++++ Selected text
Teucrium africanum, commonly called the Cape or African woodsage, is a species of flowering plant in the family Lamiaceae. It is endemic to South Africa.

== Description ==
This species is a small, greyish, bushy shrublet growing 10–30 cm tall. The stems are simple or branched near the base and are covered in fine, glandular hairs, giving the plant a softly felted appearance.

The leaves are sessile, grey-green, and 8–30 mm long, usually divided into three narrow lobes; these lobes are linear to narrowly oblong, 5–25 mm long and 1–3 mm wide, with smooth, slightly rolled margins and a light covering of hairs.

The flowers are borne in a leafy, terminal panicle. They are white, with a greyish calyx 3–4 mm long and a small corolla 5–6 mm long. The stamens project well beyond the flower, extending by about 6–7 mm.

===Identification===
Teucrium africanum overlaps with Teucrium trifidum in the Eastern Cape, from about Makhanda to Komani. It is markedly shorter than the latter, however, and it usually has solitary flowers rather than clusters of three to seven.

==Distribution and habitat==
This species is found in arid conditions from Bredasdorp in the Western Cape through the Klein Karoo to near Makhanda and inland to Middelburg and Graaff-Reinet.
++++++++
++++ Data shown
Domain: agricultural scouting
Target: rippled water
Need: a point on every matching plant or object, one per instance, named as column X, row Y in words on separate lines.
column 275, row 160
++++++++
Tasks
1. In the text on Teucrium africanum, what height does the shrublet reach?
2. Print the part of the Teucrium africanum text that starts with the words "Teucrium africanum, commonly" and ends after "to South Africa.".

Task responses
1. It grows 10–30 cm tall.

2.
Teucrium africanum, commonly called the Cape or African woodsage, is a species of flowering plant in the family Lamiaceae. It is endemic to South Africa.